Collected data -
__________________________________________________

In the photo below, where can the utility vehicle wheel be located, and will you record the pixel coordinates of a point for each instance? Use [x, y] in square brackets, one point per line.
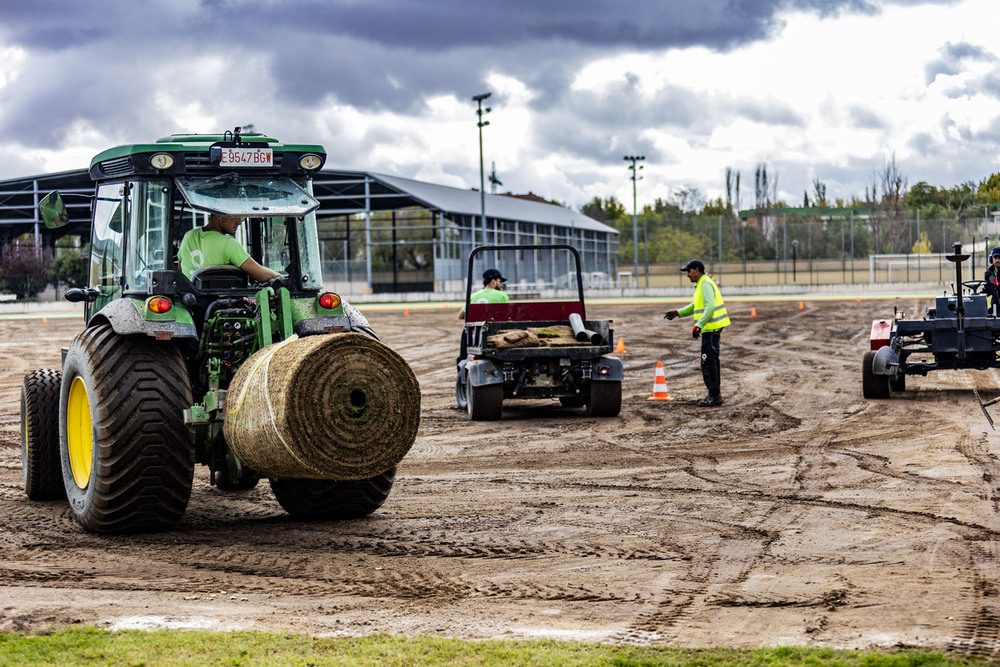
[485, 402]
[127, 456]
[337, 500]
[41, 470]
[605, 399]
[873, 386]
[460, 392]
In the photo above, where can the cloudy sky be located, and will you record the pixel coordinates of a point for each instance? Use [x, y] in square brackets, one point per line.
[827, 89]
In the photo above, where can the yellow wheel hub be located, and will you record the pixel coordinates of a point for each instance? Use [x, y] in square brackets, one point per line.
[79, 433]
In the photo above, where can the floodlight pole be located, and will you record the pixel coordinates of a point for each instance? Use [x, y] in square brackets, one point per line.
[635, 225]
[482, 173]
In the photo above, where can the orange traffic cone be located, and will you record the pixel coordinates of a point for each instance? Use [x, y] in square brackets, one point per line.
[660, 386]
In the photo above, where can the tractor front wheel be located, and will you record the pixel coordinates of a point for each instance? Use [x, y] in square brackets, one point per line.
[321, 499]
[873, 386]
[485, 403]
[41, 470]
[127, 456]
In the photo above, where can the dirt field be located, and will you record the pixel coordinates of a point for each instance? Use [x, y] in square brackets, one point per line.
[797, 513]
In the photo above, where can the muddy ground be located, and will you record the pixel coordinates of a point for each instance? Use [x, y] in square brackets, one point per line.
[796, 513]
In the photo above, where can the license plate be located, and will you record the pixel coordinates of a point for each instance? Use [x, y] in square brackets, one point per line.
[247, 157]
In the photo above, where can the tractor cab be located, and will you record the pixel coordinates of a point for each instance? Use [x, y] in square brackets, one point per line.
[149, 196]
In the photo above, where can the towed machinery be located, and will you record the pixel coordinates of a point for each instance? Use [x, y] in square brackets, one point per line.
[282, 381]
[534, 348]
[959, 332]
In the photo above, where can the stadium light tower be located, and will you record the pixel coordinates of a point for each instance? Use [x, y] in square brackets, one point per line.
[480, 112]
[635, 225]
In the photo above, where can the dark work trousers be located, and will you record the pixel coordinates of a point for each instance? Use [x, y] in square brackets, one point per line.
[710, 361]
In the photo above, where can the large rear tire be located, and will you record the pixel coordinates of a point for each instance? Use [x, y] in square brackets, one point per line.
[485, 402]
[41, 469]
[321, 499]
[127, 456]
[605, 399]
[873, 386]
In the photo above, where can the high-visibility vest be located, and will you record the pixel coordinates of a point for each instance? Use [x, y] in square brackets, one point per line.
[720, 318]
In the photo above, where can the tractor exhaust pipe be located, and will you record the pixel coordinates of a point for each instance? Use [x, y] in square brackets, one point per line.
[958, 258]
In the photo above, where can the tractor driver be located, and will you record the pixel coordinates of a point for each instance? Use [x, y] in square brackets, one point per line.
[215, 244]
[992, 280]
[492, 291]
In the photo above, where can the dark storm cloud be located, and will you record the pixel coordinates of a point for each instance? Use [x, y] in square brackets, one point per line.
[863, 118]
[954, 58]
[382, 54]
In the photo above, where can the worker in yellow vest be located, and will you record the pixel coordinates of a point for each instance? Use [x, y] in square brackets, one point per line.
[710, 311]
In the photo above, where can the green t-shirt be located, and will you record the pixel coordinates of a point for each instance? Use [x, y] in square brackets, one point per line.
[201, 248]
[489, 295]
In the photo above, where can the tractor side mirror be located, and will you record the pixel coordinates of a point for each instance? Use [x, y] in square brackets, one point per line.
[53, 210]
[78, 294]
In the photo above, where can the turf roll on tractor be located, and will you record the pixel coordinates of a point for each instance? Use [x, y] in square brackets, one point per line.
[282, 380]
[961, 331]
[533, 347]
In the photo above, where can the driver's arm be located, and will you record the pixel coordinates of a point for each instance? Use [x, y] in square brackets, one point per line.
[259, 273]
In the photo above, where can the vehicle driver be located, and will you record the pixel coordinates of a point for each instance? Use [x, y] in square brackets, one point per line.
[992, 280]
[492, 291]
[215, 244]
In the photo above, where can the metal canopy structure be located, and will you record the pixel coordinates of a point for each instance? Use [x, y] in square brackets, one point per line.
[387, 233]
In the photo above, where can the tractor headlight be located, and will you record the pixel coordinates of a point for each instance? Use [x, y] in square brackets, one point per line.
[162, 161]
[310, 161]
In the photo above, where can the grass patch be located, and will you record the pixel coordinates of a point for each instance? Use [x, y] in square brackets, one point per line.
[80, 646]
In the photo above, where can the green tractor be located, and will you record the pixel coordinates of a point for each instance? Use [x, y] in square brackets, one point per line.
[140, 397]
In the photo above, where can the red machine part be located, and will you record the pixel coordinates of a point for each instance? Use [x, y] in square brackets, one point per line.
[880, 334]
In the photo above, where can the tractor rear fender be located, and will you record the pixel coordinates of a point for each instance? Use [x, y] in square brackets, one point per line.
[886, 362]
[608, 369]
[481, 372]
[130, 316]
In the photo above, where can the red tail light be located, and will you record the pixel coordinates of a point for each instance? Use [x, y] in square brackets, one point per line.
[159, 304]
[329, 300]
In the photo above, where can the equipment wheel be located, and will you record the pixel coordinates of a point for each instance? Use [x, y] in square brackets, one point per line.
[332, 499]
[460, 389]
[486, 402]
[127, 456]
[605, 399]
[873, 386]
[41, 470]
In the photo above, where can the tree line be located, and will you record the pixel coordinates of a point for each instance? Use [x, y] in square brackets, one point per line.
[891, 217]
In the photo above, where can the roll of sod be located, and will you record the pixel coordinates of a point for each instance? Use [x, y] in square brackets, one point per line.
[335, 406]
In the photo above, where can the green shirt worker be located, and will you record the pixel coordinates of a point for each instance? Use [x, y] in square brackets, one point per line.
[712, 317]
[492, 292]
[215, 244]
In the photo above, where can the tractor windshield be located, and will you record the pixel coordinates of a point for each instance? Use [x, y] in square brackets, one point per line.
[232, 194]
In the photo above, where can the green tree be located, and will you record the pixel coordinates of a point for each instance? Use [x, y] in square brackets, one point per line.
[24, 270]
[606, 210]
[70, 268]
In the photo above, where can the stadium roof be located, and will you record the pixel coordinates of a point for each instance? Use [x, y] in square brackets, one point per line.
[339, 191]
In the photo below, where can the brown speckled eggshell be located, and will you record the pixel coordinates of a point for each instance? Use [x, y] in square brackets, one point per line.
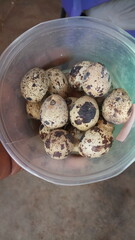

__________________________________________________

STATED EXERCISE - Edit the stretch of the listing from the line containing "In the photo above, where can the equipment" through the end of the listing, replacing "tractor windshield" with "tractor front window" and keeping everything else the same. Leave the pictures out of your answer.

THE COMPLETED TASK -
In the photo above, where can the equipment wheel be located, and will you record the pixel coordinates of a point for each instance? Use [x, y] in square brackets, one point per line.
[332, 499]
[460, 389]
[486, 402]
[127, 456]
[605, 399]
[873, 386]
[41, 470]
In the photo above, where can the tree line be located, and will you record the pixel coordinates of a point for each instance? Use [x, y] in square brackets, one point per line.
[891, 217]
In the photo above, where can the roll of sod be located, and will you record the pixel coordinates of a point for each instance? Use [x, y] in square brackets, one point per line.
[335, 406]
In the photo above, where can the green shirt worker be located, and will you record the pixel coordinates of a point for each instance? Use [x, y] in square brackets, one point per line.
[712, 317]
[492, 292]
[215, 244]
In the photo above, where can the tractor front window be located, and will you record the pixel coordinates of a point for each instance? Use [x, y] in square brackets, one point per line.
[232, 194]
In the photo above, where can the green tree be located, and will you record the pixel coordinates of a point for each instance? Use [x, y] in square brackets, one point per line.
[24, 270]
[606, 210]
[70, 268]
In the photo above, where can the stadium roof be located, and will you record the pixel coordinates of a point for each instance? Use [x, y] in square brackets, one point per line.
[339, 191]
In the photo below, where can the brown speckled eggshell be located, and will you record the pixel coordinates of a point for each instance? Use [x, y] in square brackets, one point per line.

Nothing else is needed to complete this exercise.